JOB 1: In the Slashdot post, what LINPACK speed is the Virginia Tech G5 cluster reported to reach?
JOB 2: Reproduce the part of the Slashdot post starting with "Factual 'Big Mac'" and going on through "566 comments (clear)".

PASSAGE SHOWN:

┌──

Slashdot Mirror


Factual 'Big Mac' Results

danigiri writes "Finally Varadarajan has put some hard facts on the speed of the VT 'Big Mac' G5 cluster. Undoubtedly after some weeks of tuning and optimization, the home-brewn supercluster is happily rolling around at 9.555 TFlops in LINPACK. The revelations were made by the parallel computing voodoo master himself at the O'Reilly Mac OS X conference. It seems they are expecting and additional 10% speed boost after some more tweaking. Srinidhi received standing ovations from the audience. Wired news is also running a cool news piece on it. Lots of juicy technical and cost details not revealed before. Myth dispelling redux: yes, VT paid full price, yes, it's running Mac OS X Jaguar (soon Panther), yes, errors in RAM are accounted for, Varadarajan was not an Apple fanboy in the least... read the articles for more booze."

8 of 566 comments (clear)

  1. Full Price? WHY?!? by JonTurner · · Score: 5, Insightful

    >>yes, VT paid full price

    This is disgraceful! Hundreds of Macs on one purchase order, and they couldn't (or chose not to!) negotiate a deal? The Virginia taxpayers should be outraged! Good grief, if I bought 600 loaves of bread from the corner market, I'd expect a discount. Perhaps they were more interested in making the press than being good stewards of the public trust. After all, the college knows the taxpayers will have pay the bills, sooner or later.
    Shameful.

└──

EXTRACTED ENTRIES:

┌──

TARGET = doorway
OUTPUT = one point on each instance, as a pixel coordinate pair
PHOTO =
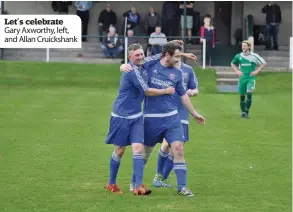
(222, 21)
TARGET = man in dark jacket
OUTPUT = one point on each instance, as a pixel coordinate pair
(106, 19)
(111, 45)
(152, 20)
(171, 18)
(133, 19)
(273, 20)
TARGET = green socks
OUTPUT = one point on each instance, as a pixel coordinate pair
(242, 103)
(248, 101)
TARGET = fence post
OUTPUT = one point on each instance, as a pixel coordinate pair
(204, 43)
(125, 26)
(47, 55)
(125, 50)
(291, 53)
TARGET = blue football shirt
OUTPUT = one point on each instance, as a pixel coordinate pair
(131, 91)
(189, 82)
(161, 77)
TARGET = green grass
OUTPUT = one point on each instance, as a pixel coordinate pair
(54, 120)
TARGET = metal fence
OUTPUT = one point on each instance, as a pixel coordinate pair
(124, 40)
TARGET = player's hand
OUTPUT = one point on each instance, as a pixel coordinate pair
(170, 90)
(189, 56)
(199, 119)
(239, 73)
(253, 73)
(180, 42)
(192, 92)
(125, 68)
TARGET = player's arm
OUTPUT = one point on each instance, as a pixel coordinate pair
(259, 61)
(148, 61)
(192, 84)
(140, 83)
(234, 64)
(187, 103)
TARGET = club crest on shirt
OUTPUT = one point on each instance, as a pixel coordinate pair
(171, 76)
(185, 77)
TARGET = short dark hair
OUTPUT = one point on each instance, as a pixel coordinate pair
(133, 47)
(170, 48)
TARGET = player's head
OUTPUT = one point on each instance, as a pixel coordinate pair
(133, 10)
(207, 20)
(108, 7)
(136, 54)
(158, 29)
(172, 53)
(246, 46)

└──

EXERCISE SOLUTION 1: 9.555 TFlops

EXERCISE SOLUTION 2:
Factual 'Big Mac' Results

danigiri writes "Finally Varadarajan has put some hard facts on the speed of the VT 'Big Mac' G5 cluster. Undoubtedly after some weeks of tuning and optimization, the home-brewn supercluster is happily rolling around at 9.555 TFlops in LINPACK. The revelations were made by the parallel computing voodoo master himself at the O'Reilly Mac OS X conference. It seems they are expecting and additional 10% speed boost after some more tweaking. Srinidhi received standing ovations from the audience. Wired news is also running a cool news piece on it. Lots of juicy technical and cost details not revealed before. Myth dispelling redux: yes, VT paid full price, yes, it's running Mac OS X Jaguar (soon Panther), yes, errors in RAM are accounted for, Varadarajan was not an Apple fanboy in the least... read the articles for more booze."

8 of 566 comments (clear)